* **REQUIRED WORK**:
Every entry here should be copied exactly.

(Point-per-instance localization data)

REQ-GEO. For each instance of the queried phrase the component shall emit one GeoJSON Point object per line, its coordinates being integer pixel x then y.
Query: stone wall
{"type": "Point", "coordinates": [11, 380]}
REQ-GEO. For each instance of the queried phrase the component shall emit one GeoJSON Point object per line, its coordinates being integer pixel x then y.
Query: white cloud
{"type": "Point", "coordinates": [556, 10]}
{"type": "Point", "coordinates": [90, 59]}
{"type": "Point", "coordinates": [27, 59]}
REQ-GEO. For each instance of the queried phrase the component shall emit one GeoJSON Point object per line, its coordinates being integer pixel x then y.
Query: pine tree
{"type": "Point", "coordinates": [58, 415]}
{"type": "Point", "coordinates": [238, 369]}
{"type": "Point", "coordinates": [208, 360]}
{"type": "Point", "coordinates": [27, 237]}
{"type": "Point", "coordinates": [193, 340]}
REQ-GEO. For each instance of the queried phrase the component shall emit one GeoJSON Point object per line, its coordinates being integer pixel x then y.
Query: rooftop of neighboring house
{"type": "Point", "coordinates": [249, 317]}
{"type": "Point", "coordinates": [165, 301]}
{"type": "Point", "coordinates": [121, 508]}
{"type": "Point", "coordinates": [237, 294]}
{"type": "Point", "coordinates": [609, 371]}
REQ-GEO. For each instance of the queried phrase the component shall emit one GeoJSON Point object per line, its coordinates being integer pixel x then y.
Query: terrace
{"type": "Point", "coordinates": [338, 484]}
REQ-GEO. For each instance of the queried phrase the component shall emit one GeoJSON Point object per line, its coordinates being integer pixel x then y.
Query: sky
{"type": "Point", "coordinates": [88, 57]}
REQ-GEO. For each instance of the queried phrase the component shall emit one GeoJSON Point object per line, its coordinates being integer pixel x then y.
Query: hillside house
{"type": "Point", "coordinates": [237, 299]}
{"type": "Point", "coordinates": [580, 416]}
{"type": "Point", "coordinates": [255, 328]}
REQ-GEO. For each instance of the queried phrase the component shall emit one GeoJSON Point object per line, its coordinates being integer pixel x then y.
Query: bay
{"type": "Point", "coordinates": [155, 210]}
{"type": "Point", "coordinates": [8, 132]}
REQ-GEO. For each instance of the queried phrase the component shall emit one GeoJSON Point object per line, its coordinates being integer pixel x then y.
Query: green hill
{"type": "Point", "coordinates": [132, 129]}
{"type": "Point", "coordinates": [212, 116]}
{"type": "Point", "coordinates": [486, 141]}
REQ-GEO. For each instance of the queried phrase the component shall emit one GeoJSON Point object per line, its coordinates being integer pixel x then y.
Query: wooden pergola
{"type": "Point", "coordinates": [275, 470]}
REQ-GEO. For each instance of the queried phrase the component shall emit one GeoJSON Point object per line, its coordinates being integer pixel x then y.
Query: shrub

* **YOUR SOLUTION**:
REQ-GEO. For each instance of the queried phrase the component shall emit one GeoJSON Point object per line, its coordinates being integer pixel x then y.
Query: stone wall
{"type": "Point", "coordinates": [11, 380]}
REQ-GEO. For each instance of the queried phrase the component shall emit one GeoJSON Point object per line, its coordinates being integer pixel x then y.
Query: white cloud
{"type": "Point", "coordinates": [556, 10]}
{"type": "Point", "coordinates": [90, 59]}
{"type": "Point", "coordinates": [27, 59]}
REQ-GEO. For each instance of the queried phrase the component shall emit one GeoJSON Point object per line, its coordinates being integer pixel x then y.
Query: pine tree
{"type": "Point", "coordinates": [58, 415]}
{"type": "Point", "coordinates": [238, 369]}
{"type": "Point", "coordinates": [208, 360]}
{"type": "Point", "coordinates": [27, 237]}
{"type": "Point", "coordinates": [193, 340]}
REQ-GEO. For each instance of the queried phrase the component shall emit one GeoJSON Point object per line, its coordinates being integer pixel x then y.
Query: rooftop of neighboring house
{"type": "Point", "coordinates": [249, 317]}
{"type": "Point", "coordinates": [165, 301]}
{"type": "Point", "coordinates": [121, 508]}
{"type": "Point", "coordinates": [237, 294]}
{"type": "Point", "coordinates": [609, 371]}
REQ-GEO. For each instance of the queried phrase the component shall emit one GeoJSON Point object per line, its coordinates being integer pixel x then y.
Query: terrace
{"type": "Point", "coordinates": [338, 484]}
REQ-GEO. For each instance of the queried phrase the component shall emit one GeoJSON Point object per line, its coordinates being integer pixel x then y.
Query: sky
{"type": "Point", "coordinates": [88, 57]}
REQ-GEO. For each instance of the queried phrase the component shall emit one GeoJSON Point object per line, its coordinates being integer pixel x then y.
Query: hillside house
{"type": "Point", "coordinates": [237, 299]}
{"type": "Point", "coordinates": [580, 416]}
{"type": "Point", "coordinates": [255, 328]}
REQ-GEO. For each instance of the queried phrase the component shall emit one GeoJSON Point object per line, its coordinates being integer pixel x then y.
Query: bay
{"type": "Point", "coordinates": [155, 210]}
{"type": "Point", "coordinates": [8, 132]}
REQ-GEO. For each instance of the queried phrase the component shall emit one GeoJSON Point object per line, its coordinates being integer pixel x then y.
Query: green hill
{"type": "Point", "coordinates": [132, 129]}
{"type": "Point", "coordinates": [212, 116]}
{"type": "Point", "coordinates": [486, 141]}
REQ-GEO. For each instance of the queried phrase the component shall emit one GeoJSON Point object per line, its coordinates being integer pixel x then y.
Query: wooden pergola
{"type": "Point", "coordinates": [275, 470]}
REQ-GEO. For each instance of the queried phrase the component shall emit one GeoJSON Point object per line, its coordinates being integer pixel x then y.
Query: shrub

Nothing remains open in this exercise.